LAS TAREAS
**a)** Reproduce sin cambios el fragmento del texto sobre el sector agrario que empieza en las palabras "Hace unos días, escribí" y termina después de "una buena ayuda.".
**b)** Según el texto sobre el sector agrario, ¿cuántas explotaciones agrarias figuraban en el censo de declaraciones agrarias (DUN) en 2022?

TEXTO DE LECTURA
Hace unos días, escribí una tribuna sobre las movilizaciones que se estaban produciendo por parte del mundo agrario en Cataluña y en otros lugares de España y en Europa. El símbolo era y es el tractor.
Pasadas unas semanas, la Fundación ICG de Lleida convocó una tertulia con exconsejeros de Agricultura de la Generalitat de Cataluña para debatir el presente y el futuro del sector agrario, desde Lleida, sí, pero con una mirada territorial más amplia, al entender que los proyectos y problemas trascienden la realidad de un territorio específico y que se deben enmarcar en un contexto europeo. Los informes sobre el sector agrario que periódicamente elabora Francesc Reguant, presidente de la Comisión de Economía Agroalimentaria del Colegio de Economistas de Cataluña, son una buena ayuda.
El sector de las explotaciones agrarias pierde activos a una velocidad vertiginosa. En el último censo disponible de declaraciones agrarias (DUN), presentadas por titulares de explotaciones, se ha pasado de 55.355 explotaciones en 2015 a 47.940 en 2022. Una superficie agrícola que ocupa el 25% del territorio de Cataluña y unos bosques que ya significan el 65% del país y la consiguiente vulnerabilidad fruto del cambio climático, una mayoría poblacional de más de 50 años en el sector, un abandono de la vida de los municipios de menos de 5.000 habitantes, salvo en la costa y en los alrededores de las capitales de comarca… que, entre otros factores, están provocando la pérdida de terrenos útiles para la actividad agraria.
Volviendo a las movilizaciones, ¿por qué este malestar está recorriendo ahora Europa, España y Cataluña?
Intentaré citar algunas hipótesis: el incremento de los costes de producción (fertilizantes, energía…), los bajos precios que se pagan a los productores, los criterios diferentes en el control de las importaciones alimentarias, una PAC (política agraria comunitaria) creada a mediados de los años 60 que se ha quedado obsoleta ante las necesidades de una Europa diversa geográfica y climáticamente, una nueva cultura urbana y un ecologismo utópico que van en contra de una agricultura intensiva productora de alimentos necesarios, sanos y sostenibles, y que no es comprendida por un mundo urbano que, curiosamente, no puede pagar en la mayoría de las veces el precio justo que corresponde a determinados procesos productivos.
¿Dónde ponemos los énfasis?
Hay que cambiar la lógica de la relación entre la Administración y el productor, el agricultor. Pasar de la sospecha a la complicidad. ¿Qué ha pasado en estos últimos 20 o 30 años en la Administración? Antes la Administración contaba con perfiles de técnicos agrónomos y forestales, que por razones ligadas a sus propias raíces familiares y de explotación agrícola accedían a estudios que les permitían llegar a puestos en la Administración y entender los problemas y la situación del sector. Actualmente, la Administración se ha nutrido de perfiles sin el mismo arraigo en el territorio y con derivadas que contraponen el mundo agrario a los preceptos medioambientalistas.

LISTADO DE DATOS
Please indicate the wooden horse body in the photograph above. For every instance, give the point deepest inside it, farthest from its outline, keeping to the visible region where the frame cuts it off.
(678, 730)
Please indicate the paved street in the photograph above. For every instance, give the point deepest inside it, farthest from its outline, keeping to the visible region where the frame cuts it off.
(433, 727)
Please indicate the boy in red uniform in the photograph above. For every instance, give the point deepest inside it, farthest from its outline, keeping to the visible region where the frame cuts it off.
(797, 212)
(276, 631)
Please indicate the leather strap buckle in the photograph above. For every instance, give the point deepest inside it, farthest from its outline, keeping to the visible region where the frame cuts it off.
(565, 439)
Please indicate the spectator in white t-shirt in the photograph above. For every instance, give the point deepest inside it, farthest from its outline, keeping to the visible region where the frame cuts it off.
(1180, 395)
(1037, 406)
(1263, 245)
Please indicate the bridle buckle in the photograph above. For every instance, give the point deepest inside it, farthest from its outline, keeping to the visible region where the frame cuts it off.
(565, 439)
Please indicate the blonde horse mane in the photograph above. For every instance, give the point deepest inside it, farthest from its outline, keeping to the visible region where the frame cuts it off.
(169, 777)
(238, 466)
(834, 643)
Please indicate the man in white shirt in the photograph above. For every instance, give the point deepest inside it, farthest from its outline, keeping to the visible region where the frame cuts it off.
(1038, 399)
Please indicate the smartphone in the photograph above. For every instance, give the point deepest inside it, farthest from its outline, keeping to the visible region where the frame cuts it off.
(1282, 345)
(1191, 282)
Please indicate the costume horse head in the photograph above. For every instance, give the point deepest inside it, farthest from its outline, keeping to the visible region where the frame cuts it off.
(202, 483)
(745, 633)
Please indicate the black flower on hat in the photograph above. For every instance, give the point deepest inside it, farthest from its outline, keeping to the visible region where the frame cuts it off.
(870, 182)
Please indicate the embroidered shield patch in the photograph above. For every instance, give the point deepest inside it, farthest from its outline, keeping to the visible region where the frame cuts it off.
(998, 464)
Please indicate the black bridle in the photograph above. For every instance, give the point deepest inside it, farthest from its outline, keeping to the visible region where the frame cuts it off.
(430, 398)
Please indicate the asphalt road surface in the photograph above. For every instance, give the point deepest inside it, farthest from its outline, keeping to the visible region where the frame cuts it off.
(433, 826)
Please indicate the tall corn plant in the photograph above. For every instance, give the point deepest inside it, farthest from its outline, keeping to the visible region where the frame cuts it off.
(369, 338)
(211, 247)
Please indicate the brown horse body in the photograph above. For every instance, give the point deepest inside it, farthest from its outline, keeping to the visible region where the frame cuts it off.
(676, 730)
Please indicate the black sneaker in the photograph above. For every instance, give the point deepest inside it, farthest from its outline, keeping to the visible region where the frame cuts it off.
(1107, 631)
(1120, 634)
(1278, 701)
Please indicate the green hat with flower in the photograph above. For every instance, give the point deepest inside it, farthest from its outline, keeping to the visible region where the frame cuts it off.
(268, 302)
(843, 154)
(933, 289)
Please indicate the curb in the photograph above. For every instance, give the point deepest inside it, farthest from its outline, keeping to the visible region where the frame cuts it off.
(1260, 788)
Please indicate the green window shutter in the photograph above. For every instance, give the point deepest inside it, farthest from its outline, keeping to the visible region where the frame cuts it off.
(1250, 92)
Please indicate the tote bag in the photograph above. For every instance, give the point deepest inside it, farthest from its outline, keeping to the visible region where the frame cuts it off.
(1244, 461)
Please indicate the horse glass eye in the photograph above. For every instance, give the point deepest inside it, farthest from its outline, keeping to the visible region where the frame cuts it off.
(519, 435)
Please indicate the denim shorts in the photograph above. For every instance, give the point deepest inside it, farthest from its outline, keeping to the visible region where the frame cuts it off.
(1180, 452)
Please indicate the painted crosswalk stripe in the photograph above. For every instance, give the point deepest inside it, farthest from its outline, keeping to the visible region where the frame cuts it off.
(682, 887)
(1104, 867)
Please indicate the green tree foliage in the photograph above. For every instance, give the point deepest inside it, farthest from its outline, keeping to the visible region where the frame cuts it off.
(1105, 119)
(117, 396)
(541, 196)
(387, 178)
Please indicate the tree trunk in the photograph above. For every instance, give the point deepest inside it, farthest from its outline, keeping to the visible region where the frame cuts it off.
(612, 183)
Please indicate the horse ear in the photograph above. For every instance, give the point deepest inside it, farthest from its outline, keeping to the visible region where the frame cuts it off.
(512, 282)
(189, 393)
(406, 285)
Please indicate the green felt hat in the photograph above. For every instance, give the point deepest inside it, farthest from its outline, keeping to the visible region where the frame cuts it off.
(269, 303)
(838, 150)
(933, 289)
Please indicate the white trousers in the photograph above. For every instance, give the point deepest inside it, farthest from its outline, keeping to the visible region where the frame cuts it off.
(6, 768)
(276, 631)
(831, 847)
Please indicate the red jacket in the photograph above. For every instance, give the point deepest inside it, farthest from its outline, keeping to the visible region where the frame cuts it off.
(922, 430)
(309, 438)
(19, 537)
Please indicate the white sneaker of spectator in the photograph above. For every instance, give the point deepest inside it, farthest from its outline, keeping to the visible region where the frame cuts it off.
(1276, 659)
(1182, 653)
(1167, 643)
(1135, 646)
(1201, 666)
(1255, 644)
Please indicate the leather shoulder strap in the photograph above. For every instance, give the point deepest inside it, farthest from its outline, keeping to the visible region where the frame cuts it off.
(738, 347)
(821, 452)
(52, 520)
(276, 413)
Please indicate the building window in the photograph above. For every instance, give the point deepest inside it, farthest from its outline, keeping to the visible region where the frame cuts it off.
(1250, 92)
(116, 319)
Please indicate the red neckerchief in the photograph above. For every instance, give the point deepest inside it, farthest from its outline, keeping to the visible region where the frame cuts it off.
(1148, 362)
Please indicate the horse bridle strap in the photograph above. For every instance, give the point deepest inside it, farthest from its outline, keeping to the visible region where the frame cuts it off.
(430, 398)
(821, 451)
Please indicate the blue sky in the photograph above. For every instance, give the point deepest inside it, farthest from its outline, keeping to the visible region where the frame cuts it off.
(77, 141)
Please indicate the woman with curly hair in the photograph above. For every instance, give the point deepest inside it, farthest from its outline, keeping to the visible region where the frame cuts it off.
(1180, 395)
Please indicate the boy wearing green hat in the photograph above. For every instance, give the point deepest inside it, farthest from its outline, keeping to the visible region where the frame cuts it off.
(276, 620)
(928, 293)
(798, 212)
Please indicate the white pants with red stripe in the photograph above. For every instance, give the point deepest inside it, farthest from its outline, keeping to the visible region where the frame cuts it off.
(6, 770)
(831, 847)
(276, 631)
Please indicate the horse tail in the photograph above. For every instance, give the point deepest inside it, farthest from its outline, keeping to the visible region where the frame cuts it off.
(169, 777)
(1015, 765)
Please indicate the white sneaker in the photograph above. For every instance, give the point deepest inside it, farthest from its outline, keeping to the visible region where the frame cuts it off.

LISTA DE SOLUCIONES
**a)**
Hace unos días, escribí una tribuna sobre las movilizaciones que se estaban produciendo por parte del mundo agrario en Cataluña y en otros lugares de España y en Europa. El símbolo era y es el tractor.
Pasadas unas semanas, la Fundación ICG de Lleida convocó una tertulia con exconsejeros de Agricultura de la Generalitat de Cataluña para debatir el presente y el futuro del sector agrario, desde Lleida, sí, pero con una mirada territorial más amplia, al entender que los proyectos y problemas trascienden la realidad de un territorio específico y que se deben enmarcar en un contexto europeo. Los informes sobre el sector agrario que periódicamente elabora Francesc Reguant, presidente de la Comisión de Economía Agroalimentaria del Colegio de Economistas de Cataluña, son una buena ayuda.

**b)** Figuraban 47.940 explotaciones.